__REQUIRED ACTION__:
Tell how many lines in the data below include the word "green". The answer is the number only.

__Photo-based referring expression data__:
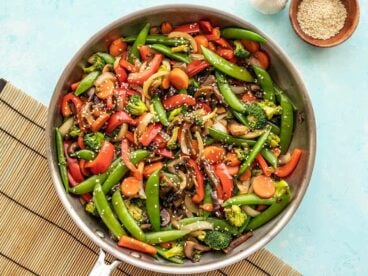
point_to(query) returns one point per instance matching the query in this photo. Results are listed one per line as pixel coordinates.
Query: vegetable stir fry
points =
(177, 138)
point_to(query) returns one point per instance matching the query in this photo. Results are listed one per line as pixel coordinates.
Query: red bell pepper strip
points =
(188, 28)
(65, 108)
(103, 159)
(226, 180)
(141, 77)
(178, 100)
(198, 197)
(118, 118)
(150, 133)
(289, 167)
(196, 66)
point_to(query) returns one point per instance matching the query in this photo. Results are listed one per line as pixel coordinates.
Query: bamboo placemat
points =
(37, 237)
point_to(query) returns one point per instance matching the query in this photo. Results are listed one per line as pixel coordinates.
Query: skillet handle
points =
(101, 268)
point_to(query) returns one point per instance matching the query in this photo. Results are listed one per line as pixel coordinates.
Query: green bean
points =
(226, 67)
(120, 169)
(159, 39)
(248, 199)
(87, 82)
(228, 139)
(105, 212)
(165, 236)
(255, 150)
(265, 81)
(84, 154)
(140, 40)
(230, 98)
(270, 157)
(153, 200)
(61, 159)
(239, 33)
(160, 111)
(125, 217)
(270, 212)
(167, 52)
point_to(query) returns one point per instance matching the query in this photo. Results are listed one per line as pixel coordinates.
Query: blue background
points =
(328, 235)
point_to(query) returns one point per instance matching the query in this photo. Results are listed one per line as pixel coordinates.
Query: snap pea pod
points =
(140, 40)
(287, 120)
(270, 157)
(160, 111)
(84, 154)
(255, 150)
(105, 212)
(226, 67)
(118, 172)
(87, 185)
(266, 83)
(125, 218)
(153, 200)
(87, 82)
(228, 139)
(167, 52)
(271, 212)
(248, 199)
(165, 236)
(230, 98)
(61, 159)
(159, 39)
(239, 33)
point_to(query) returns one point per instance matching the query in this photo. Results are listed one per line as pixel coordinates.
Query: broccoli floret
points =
(136, 106)
(235, 215)
(239, 51)
(217, 240)
(255, 116)
(273, 140)
(94, 140)
(270, 108)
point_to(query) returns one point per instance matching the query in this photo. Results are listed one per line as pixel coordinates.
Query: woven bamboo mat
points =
(37, 237)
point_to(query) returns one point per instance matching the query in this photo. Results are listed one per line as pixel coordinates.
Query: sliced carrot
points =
(179, 79)
(151, 168)
(263, 186)
(117, 47)
(214, 154)
(137, 245)
(130, 186)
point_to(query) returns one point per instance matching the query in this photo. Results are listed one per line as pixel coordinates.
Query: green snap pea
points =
(167, 52)
(153, 200)
(230, 98)
(287, 120)
(125, 218)
(140, 40)
(87, 82)
(270, 157)
(105, 212)
(160, 111)
(226, 67)
(266, 83)
(84, 154)
(239, 33)
(159, 39)
(61, 159)
(118, 172)
(165, 236)
(228, 139)
(271, 212)
(248, 199)
(255, 150)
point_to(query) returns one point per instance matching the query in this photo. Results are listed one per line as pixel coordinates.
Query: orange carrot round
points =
(263, 186)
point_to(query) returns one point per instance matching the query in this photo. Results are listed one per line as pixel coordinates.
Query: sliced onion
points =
(187, 37)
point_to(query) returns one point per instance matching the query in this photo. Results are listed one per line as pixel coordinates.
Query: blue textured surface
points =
(328, 234)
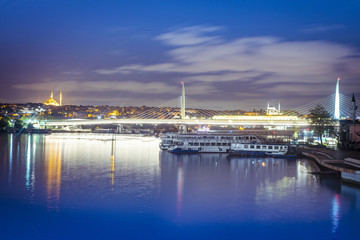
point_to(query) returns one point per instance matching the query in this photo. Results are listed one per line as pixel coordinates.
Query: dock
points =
(346, 163)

__TASK SOLUTION__:
2